- Theatrical release poster
- Directed by: Louis King
- Screenplay by: Maxwell Shane Robert Yost Stuart Anthony
- Produced by: William LeBaron
- Starring: Mary Carlisle Lloyd Nolan Roscoe Karns Buster Crabbe J. Carrol Naish Evelyn Brent Anthony Quinn
- Cinematography: Theodor Sparkuhl
- Edited by: Ellsworth Hoagland
- Music by: Leo Shuken
- Production company: Paramount Pictures
- Distributed by: Paramount Pictures
- Release date: April 1, 1938;
- Running time: 61 minutes
- Country: United States
- Language: English

= Tip-Off Girls =

1938 film by Louis King

Tip-Off Girls is a 1938 American crime film directed by Louis King, written by Maxwell Shane, Robert Yost and Stuart Anthony, and starring Mary Carlisle, Lloyd Nolan, Roscoe Karns, Buster Crabbe, J. Carrol Naish, Evelyn Brent and Anthony Quinn. It was released on April 1, 1938, by Paramount Pictures.

- **DATA SECTION**
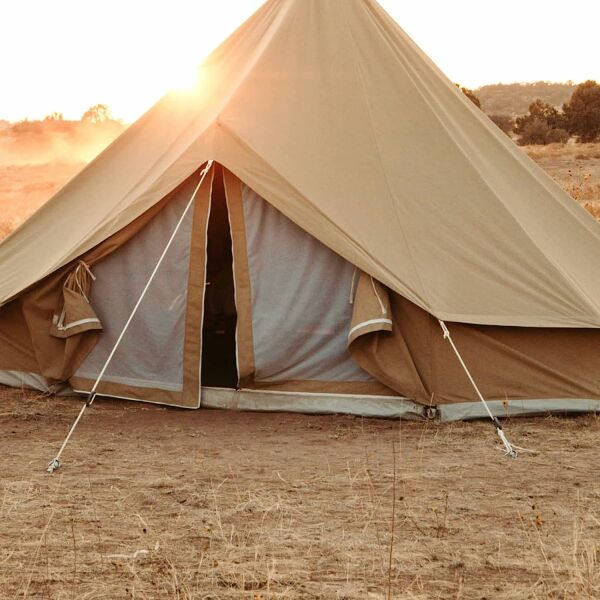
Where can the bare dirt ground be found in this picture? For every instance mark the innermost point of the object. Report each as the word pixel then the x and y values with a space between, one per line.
pixel 160 503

- **WRITTEN TASK**
Continue the Tip-Off Girls film article past its last sentence. The lines that come after this text play no part in what follows.

- **RESULT FOR THIS TASK**
==Plot==

A ring of truck hijackers is organized by Joseph Valkus, run by Red Deegan and fronted by Rena Terry, a woman who pretends to be helpless, tricking truckers to trust her before their shipments are stolen.

Out to bust up the racket, the FBI assigns agents Bob Anders and Tom Benson to go undercover. Pretending to be drivers, then thieves, they gain Valkus's trust. Bob also meets and falls for Marjorie Rogers, a secretary who is totally unaware of the illegal activities.

Bob is overheard tipping off the FBI to the next heist. He is beaten by Valkus's men, but Marjorie manages to write and deliver a note that brings federal agents to the rescue.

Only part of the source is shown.